● What to produce
Do these statements agree with the ICD-10 overview below? Answer yes or no for each, quoting the deciding words. (a) ICD-10 was developed by the World Health Organization. (b) A diagnosis of HKD can be made only in childhood. (c) In pre-school children, moderate hyperactivity is enough for a diagnosis.
━━ Selected extract ━━
The International Classification of Mental and Behavioural Disorders 10th revision (ICD-10) medical classification system was developed by the World Health Organization (WHO).1 ICD-10 talks about attention-deficit hyperactivity disorder (ADHD) as hyperkinetic disorder (HKD), a term widely used in Europe and included in European clinical guidelines developed with the European Network for Hyperkinetic Disorders (EUNETHYDIS).1

  • This classification system defines HKD as a persistent and severe impairment of psychological development, characterised by "early onset; a combination of overactive, poorly modulated behaviour with marked inattention and lack of persistent task involvement; and pervasiveness, over situations and persistence over time of these behavioural characteristics"1
  • ICD-10 notes that characteristic problems of lack of persistence, moving between activities without completion, and disorganised and excessive activity always arise early in development, but usually continue through school years and can persist into adult life.1

For a diagnosis of HKD, ICD-10 requires evidence of both impaired attention and overactivity in more than one situation (e.g. home, classroom, clinic).1 However, deficits in persistence and attention should be diagnosed only if they are excessive for the child's age and IQ; and overactivity should be considered in the context of what is expected in the situation and by comparison with other children of the same age and IQ.1

Overview of the ICD-10 medical classification system for ADHD

  • A combination of overactive, poorly modulated behaviour with marked inattention and lack of persistent task involvement
  • Symptoms prior to six years of age and of long duration
  • Impairment present in two or more settings
  • Exclude diagnosis of anxiety disorders, mood affective disorders, pervasive developmental disorders and schizophrenia

ICD-10 states that the characteristic behaviour problems associated with HKD should be of early onset (age <6 years) and of long duration.1

  • Diagnosis of HKD may also be made in adult life using the same criteria, however, attention and activity must be judged with reference to developmentally appropriate norms.1
  • Caution is recommended in children of pre-school age and only extreme levels of hyperactivity should lead to a diagnosis in these individuals.1


View references

  1. World Health Organization. The ICD-10 Classification of Mental and Behavioural Disorders. Available at: www.who.int/entity/classifications/icd/en/bluebook.pdf. Last updated 1993; 1: 1-263. Accessed March 2015.
━━━
━━ Information supplied ━━
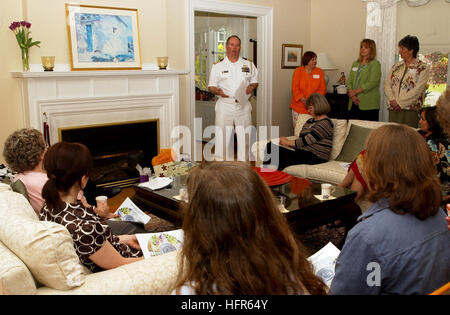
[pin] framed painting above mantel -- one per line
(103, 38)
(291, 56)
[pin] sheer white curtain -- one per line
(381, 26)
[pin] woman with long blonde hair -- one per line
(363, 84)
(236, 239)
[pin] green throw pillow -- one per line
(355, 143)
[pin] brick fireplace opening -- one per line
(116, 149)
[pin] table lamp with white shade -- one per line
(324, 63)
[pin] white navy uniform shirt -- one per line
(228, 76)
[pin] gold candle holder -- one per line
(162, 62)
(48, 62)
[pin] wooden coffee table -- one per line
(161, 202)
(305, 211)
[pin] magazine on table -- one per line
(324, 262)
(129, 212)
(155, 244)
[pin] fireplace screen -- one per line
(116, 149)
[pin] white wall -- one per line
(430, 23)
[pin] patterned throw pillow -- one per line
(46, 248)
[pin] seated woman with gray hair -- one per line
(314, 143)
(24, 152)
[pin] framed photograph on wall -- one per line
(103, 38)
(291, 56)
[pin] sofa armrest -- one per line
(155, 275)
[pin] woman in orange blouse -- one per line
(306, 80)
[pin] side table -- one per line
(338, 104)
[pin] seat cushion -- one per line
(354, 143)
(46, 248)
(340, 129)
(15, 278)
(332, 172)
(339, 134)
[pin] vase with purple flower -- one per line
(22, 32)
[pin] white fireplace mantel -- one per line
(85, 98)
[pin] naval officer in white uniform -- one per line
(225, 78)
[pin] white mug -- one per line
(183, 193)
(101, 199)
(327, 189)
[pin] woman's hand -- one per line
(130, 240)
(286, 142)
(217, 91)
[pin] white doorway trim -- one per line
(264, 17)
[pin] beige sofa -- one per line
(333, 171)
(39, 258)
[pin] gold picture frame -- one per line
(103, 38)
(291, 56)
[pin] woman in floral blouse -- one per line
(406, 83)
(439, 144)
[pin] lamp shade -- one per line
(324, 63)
━━━
━━ Information supplied ━━
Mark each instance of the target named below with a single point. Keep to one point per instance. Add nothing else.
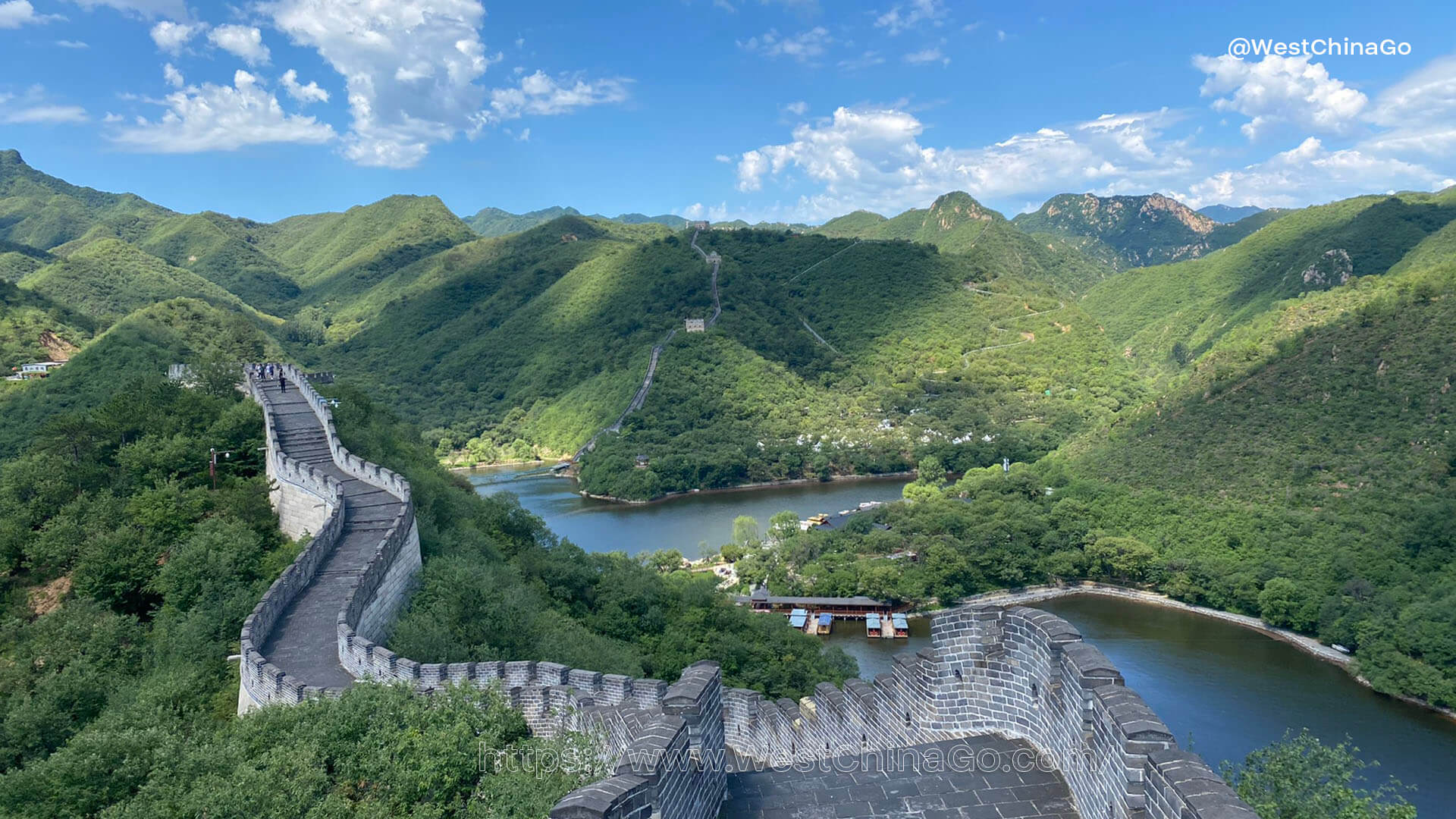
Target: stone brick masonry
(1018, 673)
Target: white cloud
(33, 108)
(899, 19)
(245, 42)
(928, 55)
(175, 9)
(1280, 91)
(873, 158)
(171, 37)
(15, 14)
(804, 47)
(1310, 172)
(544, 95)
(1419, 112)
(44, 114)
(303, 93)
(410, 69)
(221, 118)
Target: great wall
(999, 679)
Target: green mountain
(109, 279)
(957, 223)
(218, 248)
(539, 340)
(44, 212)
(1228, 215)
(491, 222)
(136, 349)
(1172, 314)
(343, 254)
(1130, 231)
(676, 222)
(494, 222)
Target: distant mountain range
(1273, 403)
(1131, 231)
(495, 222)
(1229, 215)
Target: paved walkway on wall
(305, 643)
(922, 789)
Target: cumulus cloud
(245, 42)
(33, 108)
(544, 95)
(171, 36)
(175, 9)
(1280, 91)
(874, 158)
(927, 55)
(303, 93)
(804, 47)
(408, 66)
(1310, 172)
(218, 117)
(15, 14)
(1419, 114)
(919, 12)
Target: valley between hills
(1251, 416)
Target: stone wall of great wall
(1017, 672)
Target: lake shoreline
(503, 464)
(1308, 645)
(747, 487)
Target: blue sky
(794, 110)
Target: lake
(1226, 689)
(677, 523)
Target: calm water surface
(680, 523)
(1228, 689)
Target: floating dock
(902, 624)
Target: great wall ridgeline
━━━
● Response area
(a) Yes: "developed by the World Health Organization (WHO)"
(b) No: "Diagnosis of HKD may also be made in adult life using the same criteria"
(c) No: "only extreme levels of hyperactivity should lead to a diagnosis in these individuals"